作業依頼 1:
フクロウの話の提示文について、次の問いに答えてください。
(a) 人に助けられた動物が恩に報いる話は何と呼ばれていますか。
(b) フクロウを見つけた男性はどの国の人ですか。
(c) フクロウが軽く飛べるようになったのは、どれくらい経ってからですか。
作業依頼 2:
助けられたフクロウの話の提示文を、最後の文の後から書き継いでください。

提示文:
人に助けられた動物が恩に報いる話を「報恩説話」と言います。これは昔話にしか出てこないような話だと思われがちですが、実際にも起きたりします。
南アフリカ共和国のある男性が出かける途中、負傷して倒れている一匹のフクロウを発見しました。彼はフクロウを家に連れてきて怪我を治療し、居心地の良い寝床と餌を提供してあげました。手温い世話を受けたフクロウは、二ヵ月ほど経つと、軽く飛べるようになりました。男性は元気になったフクロウを自然に帰してあげました。

[保存済みエントリ]
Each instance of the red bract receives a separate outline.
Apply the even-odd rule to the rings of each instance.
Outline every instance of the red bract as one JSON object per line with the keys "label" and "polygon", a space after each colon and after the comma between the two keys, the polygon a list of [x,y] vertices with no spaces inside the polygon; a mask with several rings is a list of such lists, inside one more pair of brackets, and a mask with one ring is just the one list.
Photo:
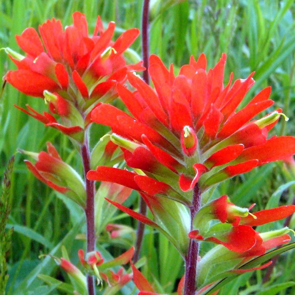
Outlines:
{"label": "red bract", "polygon": [[[133,117],[102,103],[92,111],[92,120],[108,125],[116,134],[111,139],[123,149],[129,166],[161,179],[175,190],[189,190],[198,182],[203,191],[257,166],[295,153],[295,138],[267,139],[281,110],[250,121],[273,103],[269,99],[270,88],[236,112],[254,83],[253,74],[231,86],[232,74],[224,87],[225,59],[223,54],[216,66],[206,71],[205,55],[197,61],[192,57],[175,77],[173,66],[168,70],[152,55],[149,72],[155,91],[131,73],[128,80],[135,91],[117,86]],[[173,179],[173,184],[169,179]]]}
{"label": "red bract", "polygon": [[62,161],[51,143],[48,142],[47,146],[48,153],[20,151],[36,161],[34,165],[27,160],[25,160],[25,162],[39,180],[66,195],[84,207],[86,199],[84,181],[73,168]]}
{"label": "red bract", "polygon": [[139,34],[138,29],[127,30],[113,42],[113,22],[105,30],[99,16],[89,36],[85,15],[76,12],[73,19],[73,24],[64,31],[60,21],[47,20],[39,26],[41,39],[33,28],[16,35],[16,42],[26,56],[6,48],[18,69],[9,71],[4,77],[25,94],[44,96],[51,111],[63,118],[65,126],[55,122],[48,113],[44,113],[43,120],[39,115],[37,118],[70,135],[89,124],[87,115],[98,100],[109,101],[116,96],[116,85],[125,81],[128,72],[144,68],[141,63],[126,65],[122,55]]}

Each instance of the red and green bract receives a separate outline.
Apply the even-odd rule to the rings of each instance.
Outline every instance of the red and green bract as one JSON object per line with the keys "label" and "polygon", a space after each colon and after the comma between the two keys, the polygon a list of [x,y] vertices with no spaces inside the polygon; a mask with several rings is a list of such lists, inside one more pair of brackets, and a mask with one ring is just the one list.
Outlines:
{"label": "red and green bract", "polygon": [[144,68],[141,62],[127,65],[122,55],[139,34],[138,29],[127,30],[113,42],[113,22],[105,30],[99,16],[89,36],[85,15],[76,12],[73,19],[73,25],[64,30],[60,20],[48,20],[39,26],[41,39],[33,28],[16,35],[26,55],[6,48],[17,70],[9,71],[4,79],[26,94],[45,97],[50,111],[61,117],[62,124],[49,113],[42,115],[28,106],[29,111],[19,108],[82,142],[98,101],[113,99],[116,85],[125,81],[127,72]]}
{"label": "red and green bract", "polygon": [[[267,138],[281,110],[253,120],[273,104],[269,99],[270,87],[236,111],[254,83],[253,73],[232,85],[232,73],[224,87],[225,59],[223,54],[215,66],[207,71],[205,55],[197,61],[192,57],[189,64],[183,66],[175,76],[172,65],[168,70],[159,57],[152,55],[148,70],[154,90],[140,78],[128,73],[135,90],[119,84],[117,89],[131,115],[102,103],[92,111],[91,118],[111,128],[111,140],[121,147],[127,165],[134,171],[100,166],[87,174],[89,179],[115,182],[139,192],[153,221],[110,202],[163,233],[184,258],[188,237],[220,244],[212,251],[221,247],[230,253],[232,261],[225,263],[225,270],[217,270],[216,275],[219,271],[240,271],[237,269],[247,260],[289,241],[288,228],[260,234],[252,227],[295,211],[295,206],[289,205],[251,214],[249,209],[230,203],[227,196],[208,199],[207,192],[212,186],[295,153],[294,137]],[[196,187],[199,189],[201,208],[191,220],[188,209],[191,210]],[[200,263],[197,279],[203,288],[214,281],[202,280]],[[207,265],[203,260],[203,269]],[[153,292],[149,289],[142,290]]]}

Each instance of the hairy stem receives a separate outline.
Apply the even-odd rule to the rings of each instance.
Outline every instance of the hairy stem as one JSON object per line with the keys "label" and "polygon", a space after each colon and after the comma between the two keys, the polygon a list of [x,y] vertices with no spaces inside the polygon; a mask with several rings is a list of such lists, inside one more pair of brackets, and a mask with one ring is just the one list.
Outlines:
{"label": "hairy stem", "polygon": [[[87,179],[86,175],[90,170],[90,155],[88,146],[87,132],[85,134],[84,144],[81,147],[81,156],[83,162],[84,179],[86,185],[86,222],[87,226],[87,252],[94,251],[95,244],[95,233],[94,220],[94,182]],[[95,293],[94,278],[87,275],[87,283],[89,295]]]}
{"label": "hairy stem", "polygon": [[[140,205],[139,207],[139,212],[141,214],[145,215],[147,213],[147,204],[142,198],[140,198]],[[136,242],[135,243],[135,251],[133,256],[133,262],[136,262],[139,257],[140,248],[143,237],[143,232],[144,231],[145,224],[140,221],[138,222],[137,231],[136,233]]]}
{"label": "hairy stem", "polygon": [[[141,44],[143,59],[143,66],[146,69],[143,72],[143,80],[148,84],[149,84],[148,72],[148,57],[149,56],[148,44],[149,4],[149,0],[144,0],[143,6],[142,18],[141,21]],[[140,202],[139,213],[145,215],[147,212],[147,204],[142,198],[141,198]],[[142,243],[143,238],[143,237],[145,225],[144,223],[139,221],[138,223],[138,226],[135,251],[133,256],[133,261],[134,263],[139,258],[139,252],[140,252],[140,248],[141,247],[141,244]]]}
{"label": "hairy stem", "polygon": [[[193,193],[193,202],[189,209],[191,215],[191,230],[193,228],[193,222],[200,208],[201,194],[199,186],[195,185]],[[199,242],[191,239],[188,245],[188,254],[185,257],[185,274],[184,295],[193,295],[196,290],[196,275],[197,263],[199,253]]]}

回答 1:
(a) 報恩説話
(b) 南アフリカ共和国
(c) 二ヵ月ほど

回答 2:
ところが、その日以降もフクロウは時々男性の家を訪ねてきました。手ぶらで来ることなく、ネズミ、ヘビ、虫など、きちんとプレゼントまで用意してです。たとえ男性にはありがたくはない贈り物ですが、狩った餌を与えるということは、フクロウには自分にできる最善に他ならないことです。フクロウが採ってくる餌は家で飼っている猫のものとなりましたが、男性は恩を知るフクロウの心が美しいと言いました。
恩を知って報いることは当然の道理ですが、人もしばしば恩を裏切ったりします。本能に忠実な動物たちの恩返しの話が心に響くのもそんな理由からではないでしょうか。